▶ [Stated problem a]: In the dragon fruit segmentation text, what ratio is used to divide the annotated dataset into training, validation, and test sets?
begin Text block
To train a semantic segmentation model for dragon fruit, this paper divides the annotated dataset into training, validation, and test sets at an 8:1:1 ratio, then fine-tunes the model based on FastSAM pretrained weights. Figure 11 compares segmentation results between traditional and deep learning approaches: The conventional threshold-based segmentation method using the HSV color space achieves moderate results under uniform lighting and simple backgrounds, but its performance significantly degrades in scenarios involving leaf occlusion, backlighting, and complex backgrounds. In contrast, the FastSAM model learns high-level semantic features, enabling accurate segmentation of fruit and foliage regions even under these challenging conditions. Although affected by environmental factors and annotation quality, the model still exhibits missed detections in severely occluded regions. Nevertheless, its overall segmentation accuracy and robustness surpass traditional methods.

To comprehensively evaluate the performance of the Fastsam segmentation model, we also selected several classical networks for comparison, such as U-NET, DeepLabV3+, and BiSeNet. Testing was conducted on our own dataset using mean Intersection over Union (mIoU), pixel accuracy (PA), F1 score, and inference speed (FPS) as evaluation metrics. mIoU measures the overlap between predicted and ground-truth regions, PA reflects overall pixel classification accuracy, F1 score comprehensively evaluates precision and recall, and FPS assesses real-time processing capability. The relevant calculation formula is as follows:

M I o U = \frac{1}{k + 1} \sum_{i = 0}^{k} \frac{T P}{F N + F P + T P}

(15)

P A = \frac{\sum_{i = 0}^{k} p_{i i}}{\sum_{i = 0}^{k} \sum_{j = 0}^{k} p_{i j}}

(16)

Here,

k + 1

denotes the total number of classes, while

T P

,

F P

, and

F N

represent the pixel counts for true positives, false positives, and false negatives, respectively.

P_{i j}

indicates the number of pixels in the confusion matrix where the true class is i but the predicted class is j, and

P_{i i}

denotes the number of correctly classified pixels.

Table 2 compares the performance of different segmentation methods on the dragon fruit test set. mIoU, PA, and F1 are expressed as percentages, while FPS was measured on an NVIDIA RTX 3090ti. Although its accuracy is lower than that of BisNet, Fast-sam can support text prompts. For some uncommon objects, there is no need for cumbersome separate training, as that would be too costly. It is worth noting that several recently released segmentation models, such as Segment Anything Model (SAM) [33] and Mask2Former [34], have demonstrated strong performance in open-domain segmentation tasks. However, these models often rely on large-scale pre-training datasets and substantial computational resources, which can pose challenges for deployment in resource-constrained agricultural environments. In particular, SAM requires significant inference time and memory overhead, which may hinder real-time performance in dynamic orchard scenarios. Similarly, transformer-based architectures like Mask2Former demand extensive training data and fine-tuning to adapt to specific agricultural objects, which may not be feasible when labeled data are scarce. Therefore, while these advanced models represent promising directions for future research, we selected Fast-SAM for its favorable balance between accuracy, inference speed, and adaptability, which is the key considerations for real-time semantic mapping in orchards. Overall, FastSAM maintains a high level of segmentation accuracy while having a slower inference speed compared to other networks. However, with over 70 fps, it is sufficient for mapping tasks, indicating that it is suitable for visual segmentation tasks with high real-time requirements.
end Text block
▶ [Stated problem b]: Rewrite the records below, starting at the line containing "formatted as [512,313]." and ending at the end of the records, swapping "windshield" for "windscreen" and leaving everything else unchanged.
begin Available records
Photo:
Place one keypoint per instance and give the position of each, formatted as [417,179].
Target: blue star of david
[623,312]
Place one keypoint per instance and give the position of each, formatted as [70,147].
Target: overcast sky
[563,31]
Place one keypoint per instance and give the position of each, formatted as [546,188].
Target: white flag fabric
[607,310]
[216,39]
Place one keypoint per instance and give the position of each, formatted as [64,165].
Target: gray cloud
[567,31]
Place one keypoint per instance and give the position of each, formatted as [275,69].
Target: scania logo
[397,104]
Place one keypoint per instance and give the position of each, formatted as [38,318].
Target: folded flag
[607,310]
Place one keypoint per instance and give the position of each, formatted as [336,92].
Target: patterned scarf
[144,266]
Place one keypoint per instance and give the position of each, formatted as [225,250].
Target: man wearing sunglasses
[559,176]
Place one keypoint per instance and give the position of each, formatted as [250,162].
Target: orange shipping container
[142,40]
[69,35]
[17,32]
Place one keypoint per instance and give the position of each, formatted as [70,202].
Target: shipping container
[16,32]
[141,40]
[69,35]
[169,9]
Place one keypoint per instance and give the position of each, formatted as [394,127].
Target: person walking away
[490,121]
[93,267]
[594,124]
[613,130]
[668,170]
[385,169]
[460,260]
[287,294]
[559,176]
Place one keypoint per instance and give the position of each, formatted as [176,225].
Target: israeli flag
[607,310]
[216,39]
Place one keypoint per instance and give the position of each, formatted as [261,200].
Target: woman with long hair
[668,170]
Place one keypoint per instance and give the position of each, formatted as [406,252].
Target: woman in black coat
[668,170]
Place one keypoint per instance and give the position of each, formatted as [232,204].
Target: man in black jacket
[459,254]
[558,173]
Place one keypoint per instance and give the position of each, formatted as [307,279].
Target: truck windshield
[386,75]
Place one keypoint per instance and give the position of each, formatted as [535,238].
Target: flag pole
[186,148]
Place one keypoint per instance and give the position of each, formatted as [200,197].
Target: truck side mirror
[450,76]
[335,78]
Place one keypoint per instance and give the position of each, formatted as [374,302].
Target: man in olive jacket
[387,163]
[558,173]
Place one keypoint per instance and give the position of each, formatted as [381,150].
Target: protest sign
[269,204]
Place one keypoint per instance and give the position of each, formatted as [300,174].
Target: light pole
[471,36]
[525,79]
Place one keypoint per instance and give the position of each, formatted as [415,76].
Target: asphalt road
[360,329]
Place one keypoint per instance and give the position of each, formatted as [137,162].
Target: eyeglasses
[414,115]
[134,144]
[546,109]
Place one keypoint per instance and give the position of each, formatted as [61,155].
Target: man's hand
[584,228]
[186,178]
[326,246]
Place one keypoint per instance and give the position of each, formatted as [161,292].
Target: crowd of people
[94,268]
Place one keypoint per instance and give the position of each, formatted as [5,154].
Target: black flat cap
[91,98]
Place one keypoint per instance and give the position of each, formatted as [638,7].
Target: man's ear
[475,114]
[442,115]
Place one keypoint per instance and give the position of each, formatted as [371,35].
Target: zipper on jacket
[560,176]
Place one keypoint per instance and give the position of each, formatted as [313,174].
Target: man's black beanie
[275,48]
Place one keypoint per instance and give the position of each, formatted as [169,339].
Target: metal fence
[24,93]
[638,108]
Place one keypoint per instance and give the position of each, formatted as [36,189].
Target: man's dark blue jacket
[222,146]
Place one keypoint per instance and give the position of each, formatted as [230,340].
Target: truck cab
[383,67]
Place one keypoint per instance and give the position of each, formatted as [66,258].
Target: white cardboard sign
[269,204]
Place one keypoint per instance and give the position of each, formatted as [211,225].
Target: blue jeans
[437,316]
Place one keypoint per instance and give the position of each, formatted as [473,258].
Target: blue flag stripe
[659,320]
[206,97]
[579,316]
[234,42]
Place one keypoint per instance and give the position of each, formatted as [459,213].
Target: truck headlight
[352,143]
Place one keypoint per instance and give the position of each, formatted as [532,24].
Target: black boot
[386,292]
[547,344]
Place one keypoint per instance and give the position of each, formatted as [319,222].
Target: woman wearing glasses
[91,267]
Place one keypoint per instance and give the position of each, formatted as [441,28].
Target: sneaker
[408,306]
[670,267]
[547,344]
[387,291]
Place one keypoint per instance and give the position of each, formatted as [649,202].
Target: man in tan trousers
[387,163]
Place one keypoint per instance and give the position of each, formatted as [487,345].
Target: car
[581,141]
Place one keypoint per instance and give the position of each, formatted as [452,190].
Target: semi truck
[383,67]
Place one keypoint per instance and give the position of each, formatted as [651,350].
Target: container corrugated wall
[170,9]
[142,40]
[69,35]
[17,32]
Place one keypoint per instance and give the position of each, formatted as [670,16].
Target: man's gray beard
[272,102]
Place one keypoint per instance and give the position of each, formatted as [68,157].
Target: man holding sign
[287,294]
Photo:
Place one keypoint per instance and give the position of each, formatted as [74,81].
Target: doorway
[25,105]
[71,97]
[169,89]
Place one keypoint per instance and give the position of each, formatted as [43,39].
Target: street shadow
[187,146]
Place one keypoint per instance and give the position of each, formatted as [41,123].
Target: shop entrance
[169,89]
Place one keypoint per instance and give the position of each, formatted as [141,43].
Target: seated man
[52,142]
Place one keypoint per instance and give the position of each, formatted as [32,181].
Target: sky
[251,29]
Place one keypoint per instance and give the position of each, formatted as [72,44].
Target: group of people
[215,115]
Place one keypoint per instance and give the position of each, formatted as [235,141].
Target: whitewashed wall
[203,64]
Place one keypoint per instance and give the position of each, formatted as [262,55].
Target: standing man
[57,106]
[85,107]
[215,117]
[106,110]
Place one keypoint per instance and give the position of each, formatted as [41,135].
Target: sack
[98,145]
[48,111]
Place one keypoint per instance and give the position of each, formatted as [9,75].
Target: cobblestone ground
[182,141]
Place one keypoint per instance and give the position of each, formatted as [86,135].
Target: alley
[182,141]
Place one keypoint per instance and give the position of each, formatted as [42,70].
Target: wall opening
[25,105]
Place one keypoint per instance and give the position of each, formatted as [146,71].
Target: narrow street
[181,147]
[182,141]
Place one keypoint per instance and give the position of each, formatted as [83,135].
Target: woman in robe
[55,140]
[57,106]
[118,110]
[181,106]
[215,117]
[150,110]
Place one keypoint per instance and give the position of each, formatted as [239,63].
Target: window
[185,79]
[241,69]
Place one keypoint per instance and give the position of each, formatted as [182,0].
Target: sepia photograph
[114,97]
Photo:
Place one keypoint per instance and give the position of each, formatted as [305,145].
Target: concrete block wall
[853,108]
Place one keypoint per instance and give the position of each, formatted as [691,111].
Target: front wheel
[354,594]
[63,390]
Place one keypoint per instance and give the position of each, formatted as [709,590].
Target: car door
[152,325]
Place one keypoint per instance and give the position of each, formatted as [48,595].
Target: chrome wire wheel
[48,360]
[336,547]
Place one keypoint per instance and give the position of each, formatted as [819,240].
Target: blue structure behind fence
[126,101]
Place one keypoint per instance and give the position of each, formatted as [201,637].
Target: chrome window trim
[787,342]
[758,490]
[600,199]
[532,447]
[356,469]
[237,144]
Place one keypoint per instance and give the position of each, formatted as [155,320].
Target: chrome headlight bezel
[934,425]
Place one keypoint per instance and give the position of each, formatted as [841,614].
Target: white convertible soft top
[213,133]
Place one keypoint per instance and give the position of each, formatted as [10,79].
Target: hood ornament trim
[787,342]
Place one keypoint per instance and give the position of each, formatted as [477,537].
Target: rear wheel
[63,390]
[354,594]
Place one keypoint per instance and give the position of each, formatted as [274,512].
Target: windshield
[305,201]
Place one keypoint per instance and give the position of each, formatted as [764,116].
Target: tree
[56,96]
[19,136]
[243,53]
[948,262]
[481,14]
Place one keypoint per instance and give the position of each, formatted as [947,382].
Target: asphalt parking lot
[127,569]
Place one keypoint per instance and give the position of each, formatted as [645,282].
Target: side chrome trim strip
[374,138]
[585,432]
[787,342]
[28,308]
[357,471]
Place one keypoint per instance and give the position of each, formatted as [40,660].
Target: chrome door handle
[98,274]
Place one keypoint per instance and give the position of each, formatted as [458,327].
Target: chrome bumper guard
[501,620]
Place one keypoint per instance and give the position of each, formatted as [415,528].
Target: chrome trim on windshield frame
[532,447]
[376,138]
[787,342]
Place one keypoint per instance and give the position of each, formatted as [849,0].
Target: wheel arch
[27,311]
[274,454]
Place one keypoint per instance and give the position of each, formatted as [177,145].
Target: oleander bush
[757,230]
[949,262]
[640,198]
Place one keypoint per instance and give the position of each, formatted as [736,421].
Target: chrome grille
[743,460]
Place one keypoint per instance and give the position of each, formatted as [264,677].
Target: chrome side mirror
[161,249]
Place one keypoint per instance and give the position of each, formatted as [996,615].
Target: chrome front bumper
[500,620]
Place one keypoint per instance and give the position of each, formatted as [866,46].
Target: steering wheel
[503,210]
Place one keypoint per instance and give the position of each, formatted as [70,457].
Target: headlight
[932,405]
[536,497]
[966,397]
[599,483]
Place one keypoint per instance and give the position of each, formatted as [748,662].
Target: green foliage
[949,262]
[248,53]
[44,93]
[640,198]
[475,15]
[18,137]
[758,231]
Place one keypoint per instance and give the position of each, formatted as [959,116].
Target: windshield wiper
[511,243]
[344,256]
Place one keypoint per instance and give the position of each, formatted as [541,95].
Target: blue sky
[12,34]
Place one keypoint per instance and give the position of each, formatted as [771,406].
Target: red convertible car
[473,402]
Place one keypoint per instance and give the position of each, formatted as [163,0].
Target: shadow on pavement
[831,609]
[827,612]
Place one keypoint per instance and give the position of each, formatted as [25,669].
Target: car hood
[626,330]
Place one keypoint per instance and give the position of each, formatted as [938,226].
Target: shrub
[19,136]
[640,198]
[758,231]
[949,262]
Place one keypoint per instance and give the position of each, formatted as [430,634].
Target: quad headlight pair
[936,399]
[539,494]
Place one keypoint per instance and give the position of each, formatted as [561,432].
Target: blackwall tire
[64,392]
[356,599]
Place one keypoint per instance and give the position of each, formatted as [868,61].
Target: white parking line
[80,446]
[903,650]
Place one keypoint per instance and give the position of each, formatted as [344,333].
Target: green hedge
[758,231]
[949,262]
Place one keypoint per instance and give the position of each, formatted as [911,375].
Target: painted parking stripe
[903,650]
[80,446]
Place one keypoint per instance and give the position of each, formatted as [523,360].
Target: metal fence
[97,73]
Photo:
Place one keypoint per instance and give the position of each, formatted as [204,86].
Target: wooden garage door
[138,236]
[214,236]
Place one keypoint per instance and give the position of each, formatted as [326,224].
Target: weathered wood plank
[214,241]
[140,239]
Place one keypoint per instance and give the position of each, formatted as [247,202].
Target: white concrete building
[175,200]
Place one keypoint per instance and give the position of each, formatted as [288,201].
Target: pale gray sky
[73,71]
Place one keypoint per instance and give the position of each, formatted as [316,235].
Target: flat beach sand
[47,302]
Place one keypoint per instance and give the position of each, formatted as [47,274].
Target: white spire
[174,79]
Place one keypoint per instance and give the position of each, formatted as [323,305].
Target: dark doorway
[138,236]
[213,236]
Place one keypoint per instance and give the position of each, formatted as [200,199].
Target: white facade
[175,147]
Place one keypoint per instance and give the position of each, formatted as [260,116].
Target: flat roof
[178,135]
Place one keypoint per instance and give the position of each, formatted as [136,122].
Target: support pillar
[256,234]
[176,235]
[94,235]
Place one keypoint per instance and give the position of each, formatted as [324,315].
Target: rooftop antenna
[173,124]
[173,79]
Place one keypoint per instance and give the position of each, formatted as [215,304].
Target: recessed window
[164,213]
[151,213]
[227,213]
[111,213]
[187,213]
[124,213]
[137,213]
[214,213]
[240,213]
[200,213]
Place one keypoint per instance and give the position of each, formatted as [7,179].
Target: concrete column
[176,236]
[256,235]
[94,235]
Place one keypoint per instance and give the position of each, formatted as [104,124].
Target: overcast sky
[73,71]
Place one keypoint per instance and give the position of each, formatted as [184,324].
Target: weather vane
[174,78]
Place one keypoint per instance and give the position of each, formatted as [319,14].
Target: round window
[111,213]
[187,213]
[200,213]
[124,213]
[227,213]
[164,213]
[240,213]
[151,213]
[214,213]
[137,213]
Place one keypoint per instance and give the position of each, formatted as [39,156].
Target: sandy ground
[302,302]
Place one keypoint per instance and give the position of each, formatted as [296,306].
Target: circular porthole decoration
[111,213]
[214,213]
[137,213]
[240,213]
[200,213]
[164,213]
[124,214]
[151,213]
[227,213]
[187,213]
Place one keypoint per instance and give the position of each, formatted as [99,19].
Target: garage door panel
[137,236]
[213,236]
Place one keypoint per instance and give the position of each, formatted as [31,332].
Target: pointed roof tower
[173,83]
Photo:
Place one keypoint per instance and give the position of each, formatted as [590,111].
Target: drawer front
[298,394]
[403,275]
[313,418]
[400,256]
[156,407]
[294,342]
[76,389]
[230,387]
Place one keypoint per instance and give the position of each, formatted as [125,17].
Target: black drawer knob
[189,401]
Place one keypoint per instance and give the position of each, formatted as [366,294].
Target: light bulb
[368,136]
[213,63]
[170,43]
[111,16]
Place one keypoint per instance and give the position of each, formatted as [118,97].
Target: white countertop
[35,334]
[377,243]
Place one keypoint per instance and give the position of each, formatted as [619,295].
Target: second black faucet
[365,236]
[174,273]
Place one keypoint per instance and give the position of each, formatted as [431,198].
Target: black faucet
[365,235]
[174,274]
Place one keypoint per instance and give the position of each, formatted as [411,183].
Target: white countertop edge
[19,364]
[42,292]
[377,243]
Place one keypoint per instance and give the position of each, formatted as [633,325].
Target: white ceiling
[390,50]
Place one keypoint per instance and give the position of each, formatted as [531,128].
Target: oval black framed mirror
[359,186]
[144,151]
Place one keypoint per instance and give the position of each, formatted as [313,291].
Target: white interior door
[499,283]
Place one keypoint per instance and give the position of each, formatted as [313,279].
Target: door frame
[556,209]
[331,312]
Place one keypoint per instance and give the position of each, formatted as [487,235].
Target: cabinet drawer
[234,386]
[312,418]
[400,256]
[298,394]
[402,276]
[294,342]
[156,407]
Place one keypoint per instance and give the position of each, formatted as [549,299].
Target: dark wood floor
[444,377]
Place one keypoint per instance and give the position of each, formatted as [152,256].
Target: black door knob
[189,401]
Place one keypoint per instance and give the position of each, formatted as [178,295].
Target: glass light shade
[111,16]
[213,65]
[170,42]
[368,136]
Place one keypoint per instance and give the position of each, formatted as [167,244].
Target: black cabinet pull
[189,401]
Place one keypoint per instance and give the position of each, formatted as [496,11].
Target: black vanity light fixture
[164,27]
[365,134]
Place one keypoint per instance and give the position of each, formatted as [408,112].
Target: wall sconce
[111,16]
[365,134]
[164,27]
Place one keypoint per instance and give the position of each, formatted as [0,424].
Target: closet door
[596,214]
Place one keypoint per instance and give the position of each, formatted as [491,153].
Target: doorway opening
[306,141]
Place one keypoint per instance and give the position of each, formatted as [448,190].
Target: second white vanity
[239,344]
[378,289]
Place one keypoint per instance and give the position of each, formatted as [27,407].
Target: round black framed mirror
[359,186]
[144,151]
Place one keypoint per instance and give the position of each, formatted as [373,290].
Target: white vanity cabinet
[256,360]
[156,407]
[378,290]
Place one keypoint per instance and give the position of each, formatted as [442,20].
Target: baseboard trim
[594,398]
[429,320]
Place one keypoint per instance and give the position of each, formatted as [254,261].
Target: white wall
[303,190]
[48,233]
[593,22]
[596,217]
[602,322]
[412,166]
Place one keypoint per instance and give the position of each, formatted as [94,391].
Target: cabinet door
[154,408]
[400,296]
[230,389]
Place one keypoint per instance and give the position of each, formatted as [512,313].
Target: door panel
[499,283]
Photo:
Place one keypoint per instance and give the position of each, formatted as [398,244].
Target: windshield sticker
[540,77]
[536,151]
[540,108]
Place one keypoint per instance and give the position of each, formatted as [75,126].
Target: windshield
end Available records
▶ [Finished answer a]: 8:1:1

▶ [Finished answer b]:
Place one keypoint per instance and give the position of each, formatted as [512,313].
Target: door panel
[499,283]
Photo:
Place one keypoint per instance and give the position of each, formatted as [398,244].
Target: windscreen sticker
[540,77]
[536,151]
[540,108]
Place one keypoint per instance and give the position of each, formatted as [75,126].
Target: windscreen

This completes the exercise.